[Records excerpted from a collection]
☆ ☆ ☆ ☆
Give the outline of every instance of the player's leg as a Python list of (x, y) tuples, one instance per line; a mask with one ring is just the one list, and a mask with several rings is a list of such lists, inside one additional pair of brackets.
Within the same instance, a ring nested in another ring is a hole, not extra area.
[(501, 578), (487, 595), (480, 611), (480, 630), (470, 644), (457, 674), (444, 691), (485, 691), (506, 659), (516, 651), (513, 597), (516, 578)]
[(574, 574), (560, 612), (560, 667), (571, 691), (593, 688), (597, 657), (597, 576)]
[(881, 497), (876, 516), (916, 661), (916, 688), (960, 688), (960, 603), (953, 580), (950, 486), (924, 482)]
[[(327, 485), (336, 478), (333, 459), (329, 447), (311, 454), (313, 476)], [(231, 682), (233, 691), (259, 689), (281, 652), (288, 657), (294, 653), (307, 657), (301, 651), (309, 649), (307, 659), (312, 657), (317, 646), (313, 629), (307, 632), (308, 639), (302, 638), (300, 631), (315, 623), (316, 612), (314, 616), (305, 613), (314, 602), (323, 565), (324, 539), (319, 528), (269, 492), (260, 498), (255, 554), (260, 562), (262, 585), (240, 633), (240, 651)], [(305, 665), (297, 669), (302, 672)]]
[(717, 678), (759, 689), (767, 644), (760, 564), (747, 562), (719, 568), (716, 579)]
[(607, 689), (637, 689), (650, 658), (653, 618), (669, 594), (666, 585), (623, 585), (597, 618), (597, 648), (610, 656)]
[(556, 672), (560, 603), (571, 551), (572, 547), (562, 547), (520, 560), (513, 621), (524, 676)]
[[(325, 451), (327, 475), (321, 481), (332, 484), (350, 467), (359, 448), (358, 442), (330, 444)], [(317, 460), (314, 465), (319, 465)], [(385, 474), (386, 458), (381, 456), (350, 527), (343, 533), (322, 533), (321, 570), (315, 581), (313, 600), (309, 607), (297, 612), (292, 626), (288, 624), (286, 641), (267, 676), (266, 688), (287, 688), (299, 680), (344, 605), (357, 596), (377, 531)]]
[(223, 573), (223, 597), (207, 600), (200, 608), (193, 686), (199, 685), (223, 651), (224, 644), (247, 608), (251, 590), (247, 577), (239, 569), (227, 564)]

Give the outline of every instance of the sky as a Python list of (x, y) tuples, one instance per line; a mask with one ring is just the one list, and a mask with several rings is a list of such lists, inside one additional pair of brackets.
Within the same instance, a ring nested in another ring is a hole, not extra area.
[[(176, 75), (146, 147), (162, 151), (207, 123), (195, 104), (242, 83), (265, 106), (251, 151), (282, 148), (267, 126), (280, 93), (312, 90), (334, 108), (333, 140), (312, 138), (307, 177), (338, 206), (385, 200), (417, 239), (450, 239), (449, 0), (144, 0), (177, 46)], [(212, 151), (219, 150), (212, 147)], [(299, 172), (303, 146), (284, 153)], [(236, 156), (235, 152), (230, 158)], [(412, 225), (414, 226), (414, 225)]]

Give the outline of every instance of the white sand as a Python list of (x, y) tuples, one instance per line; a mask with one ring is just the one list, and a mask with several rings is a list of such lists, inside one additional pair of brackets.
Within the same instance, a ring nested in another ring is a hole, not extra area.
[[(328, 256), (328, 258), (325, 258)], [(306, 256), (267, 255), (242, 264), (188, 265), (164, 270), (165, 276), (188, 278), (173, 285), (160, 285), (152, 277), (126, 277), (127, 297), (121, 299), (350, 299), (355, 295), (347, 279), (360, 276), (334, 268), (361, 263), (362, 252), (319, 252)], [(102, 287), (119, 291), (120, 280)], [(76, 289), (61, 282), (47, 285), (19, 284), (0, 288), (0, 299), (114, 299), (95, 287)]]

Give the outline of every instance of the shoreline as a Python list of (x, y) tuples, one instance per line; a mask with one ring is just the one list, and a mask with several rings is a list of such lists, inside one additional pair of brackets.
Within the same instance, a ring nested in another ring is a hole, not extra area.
☆ ☆ ☆ ☆
Try it » Reproduce without change every line of the entries above, from the one containing "Give the outline of every instance of the white" through the last.

Answer to this task »
Give the outline of every instance of the white sand as a Python list of (x, y) tuples, one instance per line; a mask with one ring is just the one list, and a mask with several rings is a list of such lists, inside one additional pair of brackets.
Within the same instance, a ring nested in another ring is a hole, not extra area.
[[(328, 256), (328, 258), (325, 258)], [(306, 256), (267, 255), (242, 264), (188, 265), (164, 270), (165, 276), (188, 278), (173, 285), (160, 285), (152, 277), (126, 277), (127, 297), (121, 299), (350, 299), (355, 295), (347, 279), (360, 276), (334, 268), (361, 263), (362, 252), (319, 252)], [(102, 287), (119, 291), (120, 280)], [(76, 289), (61, 282), (47, 285), (19, 284), (0, 288), (0, 299), (114, 299), (95, 287)]]

Give the outline of every instance of the shoreline as a Python list of (x, y) tuples, one instance per line; a mask with one ring is just the one list, and a mask with several rings is a list of such lists, inside one additional pair of brackets.
Within the same instance, a ring nested in another ring is a hole, not extra area.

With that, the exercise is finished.